**WORK INSTRUCTIONS:** List the three cards that the sample draw described in the tarot-deck passage below produced.

**PASSAGE SHOWN:**
It’s the interactive quality of the deck that gives it its power. Drawing a hand – the basic tarot draw is three cards, but can go up to ten – is like taking a cross section through recent history, revealing hidden conduits and currents; or it can seem to point to a future, either desirable or undesirable. I have the deck to hand, and a sample draw for the purposes of this piece produced: Gerrard Winstanley, leader of the Diggers, a communitarian radical movement during the English Civil War; MKULTRA, the CIA’s infamous mind-control experiments; and ‘dream-sharing’, a hypothetical technology of ‘network-enabled telepathy’.
Hexen 5.0 (Knave of Pentacles) (2023–25), Suzanne Treister. Courtesy Annely Juda Fine Art; © the artist
What is the connection? Even the non sequiturs stimulate the imagination. That, of course, is the beauty of it: Treister simply provides the push-pins, the reader provides the red wool to join them up. Treister is also largely non-judgemental in her approach, which helps make the speculations generated by Hexen 2.0 all the more open-ended. The technologies and systems are not in themselves good or bad, the real trouble is in the relationships and feedback loops. The scenarios revealed in each hand might suggest the past or the future, or utopia or dystopia – it is left to the reader. It’s unusual for an artwork to make such a stimulating activity, essentially a game – it really can fill hours.

**RECORD EXCERPTS:**
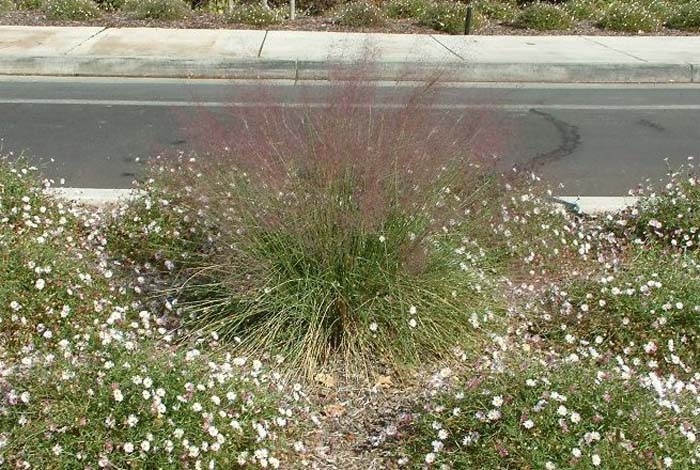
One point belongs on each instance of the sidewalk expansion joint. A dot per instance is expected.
(83, 42)
(453, 52)
(615, 49)
(262, 44)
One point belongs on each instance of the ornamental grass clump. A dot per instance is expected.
(333, 232)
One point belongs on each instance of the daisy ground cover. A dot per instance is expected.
(217, 321)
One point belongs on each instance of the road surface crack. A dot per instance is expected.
(570, 141)
(83, 42)
(616, 50)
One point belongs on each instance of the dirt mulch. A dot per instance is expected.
(199, 20)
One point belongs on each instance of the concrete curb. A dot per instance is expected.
(168, 67)
(101, 197)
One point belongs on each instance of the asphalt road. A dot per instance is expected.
(595, 140)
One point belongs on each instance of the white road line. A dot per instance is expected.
(327, 84)
(100, 197)
(245, 104)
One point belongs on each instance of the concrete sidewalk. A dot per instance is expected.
(305, 55)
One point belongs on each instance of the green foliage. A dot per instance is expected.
(560, 416)
(255, 14)
(671, 216)
(629, 17)
(652, 298)
(111, 5)
(360, 14)
(154, 229)
(70, 10)
(42, 270)
(543, 17)
(6, 5)
(144, 406)
(336, 244)
(447, 16)
(30, 4)
(582, 10)
(406, 8)
(685, 17)
(500, 10)
(317, 7)
(158, 9)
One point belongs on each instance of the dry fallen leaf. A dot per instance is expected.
(334, 410)
(384, 381)
(326, 380)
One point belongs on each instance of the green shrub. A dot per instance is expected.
(629, 17)
(71, 9)
(583, 9)
(405, 8)
(557, 416)
(159, 9)
(30, 4)
(501, 10)
(448, 17)
(360, 14)
(255, 14)
(6, 5)
(543, 17)
(685, 17)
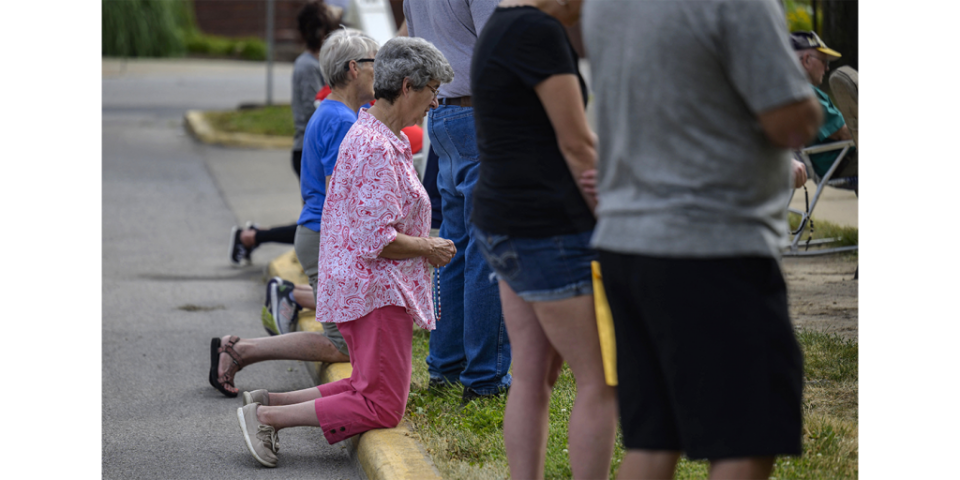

**SOLUTION TO THIS TASK:**
- Gerrard Winstanley, leader of the Diggers, a communitarian radical movement during the English Civil War
- MKULTRA, the CIA's infamous mind-control experiments
- 'dream-sharing', a hypothetical technology of 'network-enabled telepathy'